Short task
Please retype the part of the post on AOS crashes from "Because when the" up to and including "for AOS crash.".

Text section
** start **
This post is about my recent experience on how I went with troubleshooting the frequent AOS Crashes we encountered in one of the client's environment.
Pattern of AX Crash:
We have 4 AOS Servers, 2 of them dedicated to clients and rest of the 2 to share the load for Batches and SSRS Reports.
We had frequent crashes on the 2 AOS's which served the clients.
How we knew it was a crash ?
Because when the crash happened, all of a sudden both the AOS Services goes into stopped mode - meaning they are no longer running and the users complain they can't connect to AX. It's very frustrating for the users as their application goes down when they are in the middle of something.
Some of the errors seen on the event logs were:
LCS Crash Analysis comes to Rescue:
I came to know there's a cool utility available in LCS known as Crash Dump Analysis. Upon doing some search, I hit upon this interesting blog from MSDN which shows the steps to get started with Crash Analysis
Basically, Crash Dump Analysis is a tool which will help you to evaluate the reason for AOS crash.
** end **
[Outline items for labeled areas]
** start **
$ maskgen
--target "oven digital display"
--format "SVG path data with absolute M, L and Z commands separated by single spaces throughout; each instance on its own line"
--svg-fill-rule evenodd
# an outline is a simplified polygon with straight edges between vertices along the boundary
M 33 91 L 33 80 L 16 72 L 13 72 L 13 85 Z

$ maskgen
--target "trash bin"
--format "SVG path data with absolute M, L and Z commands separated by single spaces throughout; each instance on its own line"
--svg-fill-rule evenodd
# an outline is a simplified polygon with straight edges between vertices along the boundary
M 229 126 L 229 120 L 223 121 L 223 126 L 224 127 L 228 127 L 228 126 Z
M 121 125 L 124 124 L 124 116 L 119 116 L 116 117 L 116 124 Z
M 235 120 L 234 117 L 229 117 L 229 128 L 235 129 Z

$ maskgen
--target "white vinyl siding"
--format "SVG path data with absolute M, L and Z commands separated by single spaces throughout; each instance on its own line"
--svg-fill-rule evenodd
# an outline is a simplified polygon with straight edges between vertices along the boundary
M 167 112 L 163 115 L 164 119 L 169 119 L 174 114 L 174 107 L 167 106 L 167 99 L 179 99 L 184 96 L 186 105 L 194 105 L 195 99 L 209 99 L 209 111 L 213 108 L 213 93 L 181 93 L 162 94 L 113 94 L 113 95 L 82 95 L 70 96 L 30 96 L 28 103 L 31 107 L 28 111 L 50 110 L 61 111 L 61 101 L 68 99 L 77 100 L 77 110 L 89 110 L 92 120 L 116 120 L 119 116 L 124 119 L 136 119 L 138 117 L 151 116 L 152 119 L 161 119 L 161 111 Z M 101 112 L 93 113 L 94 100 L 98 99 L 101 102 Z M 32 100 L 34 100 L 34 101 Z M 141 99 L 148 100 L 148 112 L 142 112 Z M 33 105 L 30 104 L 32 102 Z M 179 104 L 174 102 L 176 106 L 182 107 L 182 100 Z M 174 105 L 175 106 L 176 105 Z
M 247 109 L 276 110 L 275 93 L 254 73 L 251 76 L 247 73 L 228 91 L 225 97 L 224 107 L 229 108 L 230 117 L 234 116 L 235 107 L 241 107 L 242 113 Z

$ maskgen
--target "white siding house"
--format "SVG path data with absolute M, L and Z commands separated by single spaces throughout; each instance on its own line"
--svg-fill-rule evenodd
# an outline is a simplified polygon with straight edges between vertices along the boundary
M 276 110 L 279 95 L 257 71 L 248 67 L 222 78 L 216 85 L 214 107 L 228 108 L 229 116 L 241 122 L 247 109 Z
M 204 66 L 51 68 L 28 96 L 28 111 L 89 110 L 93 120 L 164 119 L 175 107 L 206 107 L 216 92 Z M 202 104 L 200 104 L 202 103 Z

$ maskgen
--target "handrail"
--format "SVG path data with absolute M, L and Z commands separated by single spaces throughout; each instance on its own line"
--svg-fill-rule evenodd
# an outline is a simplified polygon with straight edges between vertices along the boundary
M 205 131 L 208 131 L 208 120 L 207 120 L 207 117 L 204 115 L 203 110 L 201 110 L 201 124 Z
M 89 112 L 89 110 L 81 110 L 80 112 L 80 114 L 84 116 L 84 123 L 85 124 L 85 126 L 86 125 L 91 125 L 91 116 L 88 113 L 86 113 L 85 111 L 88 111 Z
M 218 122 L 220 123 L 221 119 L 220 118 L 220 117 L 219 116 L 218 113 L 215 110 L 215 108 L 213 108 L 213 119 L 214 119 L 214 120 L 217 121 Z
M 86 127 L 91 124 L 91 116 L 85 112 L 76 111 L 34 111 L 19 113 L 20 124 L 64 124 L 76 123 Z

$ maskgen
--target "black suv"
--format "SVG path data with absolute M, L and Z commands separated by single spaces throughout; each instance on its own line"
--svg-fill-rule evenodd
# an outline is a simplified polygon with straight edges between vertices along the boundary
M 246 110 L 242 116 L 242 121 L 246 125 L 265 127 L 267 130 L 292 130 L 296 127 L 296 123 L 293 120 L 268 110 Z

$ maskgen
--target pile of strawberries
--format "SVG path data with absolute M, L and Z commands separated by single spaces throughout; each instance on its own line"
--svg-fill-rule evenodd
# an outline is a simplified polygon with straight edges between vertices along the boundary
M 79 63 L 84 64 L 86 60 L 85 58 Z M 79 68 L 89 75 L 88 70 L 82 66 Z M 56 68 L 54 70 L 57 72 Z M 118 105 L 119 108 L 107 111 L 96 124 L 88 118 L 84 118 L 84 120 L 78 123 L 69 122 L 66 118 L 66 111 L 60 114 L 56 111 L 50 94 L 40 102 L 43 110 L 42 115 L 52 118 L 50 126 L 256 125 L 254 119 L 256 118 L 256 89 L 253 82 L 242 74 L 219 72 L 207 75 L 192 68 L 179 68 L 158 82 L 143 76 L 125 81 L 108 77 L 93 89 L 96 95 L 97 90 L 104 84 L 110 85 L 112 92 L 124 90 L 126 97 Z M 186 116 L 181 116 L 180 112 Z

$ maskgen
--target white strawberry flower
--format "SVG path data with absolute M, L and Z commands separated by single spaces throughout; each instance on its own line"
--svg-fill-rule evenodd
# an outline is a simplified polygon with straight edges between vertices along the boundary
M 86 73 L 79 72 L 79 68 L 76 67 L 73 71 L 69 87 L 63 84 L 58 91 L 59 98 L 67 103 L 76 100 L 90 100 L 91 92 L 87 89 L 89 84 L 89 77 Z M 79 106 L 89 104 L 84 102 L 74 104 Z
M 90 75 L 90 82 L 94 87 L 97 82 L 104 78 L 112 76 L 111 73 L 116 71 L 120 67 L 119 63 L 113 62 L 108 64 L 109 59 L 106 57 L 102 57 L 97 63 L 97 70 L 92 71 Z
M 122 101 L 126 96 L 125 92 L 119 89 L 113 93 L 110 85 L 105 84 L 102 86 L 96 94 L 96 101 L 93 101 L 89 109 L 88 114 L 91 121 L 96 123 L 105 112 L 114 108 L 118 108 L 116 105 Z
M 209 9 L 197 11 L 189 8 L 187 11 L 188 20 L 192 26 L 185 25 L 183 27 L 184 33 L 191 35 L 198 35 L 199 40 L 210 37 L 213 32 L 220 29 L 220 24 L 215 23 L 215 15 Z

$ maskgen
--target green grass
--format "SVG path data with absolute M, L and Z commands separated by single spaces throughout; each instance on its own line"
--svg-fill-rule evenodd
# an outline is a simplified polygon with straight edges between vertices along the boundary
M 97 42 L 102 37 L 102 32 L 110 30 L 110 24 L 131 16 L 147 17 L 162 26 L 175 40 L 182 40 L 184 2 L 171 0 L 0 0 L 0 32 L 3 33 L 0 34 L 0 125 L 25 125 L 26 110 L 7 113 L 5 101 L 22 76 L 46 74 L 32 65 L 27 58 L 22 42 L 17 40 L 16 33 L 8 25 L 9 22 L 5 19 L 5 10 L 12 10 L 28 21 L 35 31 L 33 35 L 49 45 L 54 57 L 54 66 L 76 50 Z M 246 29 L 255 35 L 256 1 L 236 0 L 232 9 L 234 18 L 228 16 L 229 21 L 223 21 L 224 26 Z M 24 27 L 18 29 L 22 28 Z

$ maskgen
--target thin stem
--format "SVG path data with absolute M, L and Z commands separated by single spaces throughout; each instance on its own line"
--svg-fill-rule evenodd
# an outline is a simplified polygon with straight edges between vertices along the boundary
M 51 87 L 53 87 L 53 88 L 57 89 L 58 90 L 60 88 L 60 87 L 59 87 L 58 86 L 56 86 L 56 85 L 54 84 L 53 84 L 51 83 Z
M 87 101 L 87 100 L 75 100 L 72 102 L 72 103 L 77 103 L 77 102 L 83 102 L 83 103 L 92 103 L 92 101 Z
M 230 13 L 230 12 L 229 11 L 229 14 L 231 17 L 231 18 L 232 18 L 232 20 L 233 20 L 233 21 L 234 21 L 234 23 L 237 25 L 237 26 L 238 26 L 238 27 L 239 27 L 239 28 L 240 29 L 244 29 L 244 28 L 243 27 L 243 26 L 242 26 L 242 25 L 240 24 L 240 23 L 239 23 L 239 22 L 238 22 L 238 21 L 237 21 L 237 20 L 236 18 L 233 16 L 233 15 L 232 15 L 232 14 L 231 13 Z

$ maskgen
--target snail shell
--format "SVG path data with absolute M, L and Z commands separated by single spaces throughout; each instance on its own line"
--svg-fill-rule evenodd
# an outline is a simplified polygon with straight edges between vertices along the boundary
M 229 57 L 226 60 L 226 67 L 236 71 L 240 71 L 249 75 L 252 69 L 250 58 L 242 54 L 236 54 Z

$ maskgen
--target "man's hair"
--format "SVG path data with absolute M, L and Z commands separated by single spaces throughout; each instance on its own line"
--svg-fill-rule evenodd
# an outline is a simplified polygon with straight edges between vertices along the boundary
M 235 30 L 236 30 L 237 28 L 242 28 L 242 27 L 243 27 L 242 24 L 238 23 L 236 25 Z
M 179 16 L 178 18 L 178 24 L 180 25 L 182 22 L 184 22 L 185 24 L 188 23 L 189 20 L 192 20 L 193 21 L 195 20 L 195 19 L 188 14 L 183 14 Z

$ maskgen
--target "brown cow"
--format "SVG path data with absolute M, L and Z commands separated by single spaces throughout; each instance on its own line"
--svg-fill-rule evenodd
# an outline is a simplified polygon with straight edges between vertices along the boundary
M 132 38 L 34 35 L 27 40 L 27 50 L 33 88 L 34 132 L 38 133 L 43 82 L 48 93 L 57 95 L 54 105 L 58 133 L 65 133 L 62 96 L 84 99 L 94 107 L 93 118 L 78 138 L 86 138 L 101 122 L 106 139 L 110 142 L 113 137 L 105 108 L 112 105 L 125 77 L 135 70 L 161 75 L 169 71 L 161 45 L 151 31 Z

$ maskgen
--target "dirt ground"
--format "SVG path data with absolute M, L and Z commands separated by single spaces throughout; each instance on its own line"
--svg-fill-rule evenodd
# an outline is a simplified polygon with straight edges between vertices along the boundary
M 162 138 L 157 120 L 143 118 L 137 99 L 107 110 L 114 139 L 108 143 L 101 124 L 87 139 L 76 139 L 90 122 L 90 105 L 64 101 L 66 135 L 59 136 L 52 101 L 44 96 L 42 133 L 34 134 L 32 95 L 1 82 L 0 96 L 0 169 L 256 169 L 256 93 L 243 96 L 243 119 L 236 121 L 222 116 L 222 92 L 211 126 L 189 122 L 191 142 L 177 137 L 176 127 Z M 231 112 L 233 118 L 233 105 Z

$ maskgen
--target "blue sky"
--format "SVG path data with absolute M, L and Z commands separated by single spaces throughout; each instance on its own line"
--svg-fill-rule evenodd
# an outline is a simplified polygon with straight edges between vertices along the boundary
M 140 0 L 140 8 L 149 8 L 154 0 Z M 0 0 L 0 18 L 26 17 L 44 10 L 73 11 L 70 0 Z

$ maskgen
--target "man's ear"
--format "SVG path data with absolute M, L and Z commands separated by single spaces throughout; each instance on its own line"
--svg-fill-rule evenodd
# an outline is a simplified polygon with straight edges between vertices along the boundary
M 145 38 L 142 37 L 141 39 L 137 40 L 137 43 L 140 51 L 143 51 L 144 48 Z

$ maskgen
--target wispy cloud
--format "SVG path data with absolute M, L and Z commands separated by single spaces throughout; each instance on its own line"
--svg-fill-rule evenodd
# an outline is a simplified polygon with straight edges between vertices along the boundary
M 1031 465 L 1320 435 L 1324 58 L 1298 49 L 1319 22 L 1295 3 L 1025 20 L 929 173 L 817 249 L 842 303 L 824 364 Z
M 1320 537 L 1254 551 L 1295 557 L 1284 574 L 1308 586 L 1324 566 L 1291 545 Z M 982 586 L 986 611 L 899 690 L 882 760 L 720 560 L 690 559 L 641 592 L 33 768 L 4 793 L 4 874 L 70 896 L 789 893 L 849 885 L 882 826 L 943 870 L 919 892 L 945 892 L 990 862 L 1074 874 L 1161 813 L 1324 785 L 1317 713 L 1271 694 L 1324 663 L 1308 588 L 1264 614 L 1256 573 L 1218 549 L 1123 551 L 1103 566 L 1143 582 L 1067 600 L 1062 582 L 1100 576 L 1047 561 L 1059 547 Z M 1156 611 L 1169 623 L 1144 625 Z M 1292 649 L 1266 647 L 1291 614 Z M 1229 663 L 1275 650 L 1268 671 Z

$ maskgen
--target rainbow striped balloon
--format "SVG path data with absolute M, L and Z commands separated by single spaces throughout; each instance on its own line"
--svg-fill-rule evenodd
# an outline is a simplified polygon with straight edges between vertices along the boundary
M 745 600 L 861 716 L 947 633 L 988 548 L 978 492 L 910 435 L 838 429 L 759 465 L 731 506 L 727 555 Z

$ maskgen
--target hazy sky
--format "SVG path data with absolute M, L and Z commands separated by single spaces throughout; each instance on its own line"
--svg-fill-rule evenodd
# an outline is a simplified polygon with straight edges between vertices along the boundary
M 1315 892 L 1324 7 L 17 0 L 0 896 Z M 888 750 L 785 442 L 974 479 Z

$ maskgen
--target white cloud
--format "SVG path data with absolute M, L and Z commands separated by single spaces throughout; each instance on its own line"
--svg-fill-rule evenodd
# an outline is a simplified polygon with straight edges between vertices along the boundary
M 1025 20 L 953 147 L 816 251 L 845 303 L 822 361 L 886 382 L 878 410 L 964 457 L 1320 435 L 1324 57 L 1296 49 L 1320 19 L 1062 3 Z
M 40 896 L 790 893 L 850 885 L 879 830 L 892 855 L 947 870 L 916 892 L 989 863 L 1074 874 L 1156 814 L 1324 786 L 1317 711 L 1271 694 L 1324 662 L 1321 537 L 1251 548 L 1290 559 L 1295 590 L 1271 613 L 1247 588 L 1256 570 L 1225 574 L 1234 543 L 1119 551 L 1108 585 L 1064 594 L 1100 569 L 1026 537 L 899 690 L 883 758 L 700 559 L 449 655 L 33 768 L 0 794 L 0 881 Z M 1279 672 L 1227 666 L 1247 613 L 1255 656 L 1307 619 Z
** end **
Reply
Because when the crash happened, all of a sudden both the AOS Services goes into stopped mode - meaning they are no longer running and the users complain they can't connect to AX. It's very frustrating for the users as their application goes down when they are in the middle of something.
Some of the errors seen on the event logs were:
LCS Crash Analysis comes to Rescue:
I came to know there's a cool utility available in LCS known as Crash Dump Analysis. Upon doing some search, I hit upon this interesting blog from MSDN which shows the steps to get started with Crash Analysis
Basically, Crash Dump Analysis is a tool which will help you to evaluate the reason for AOS crash.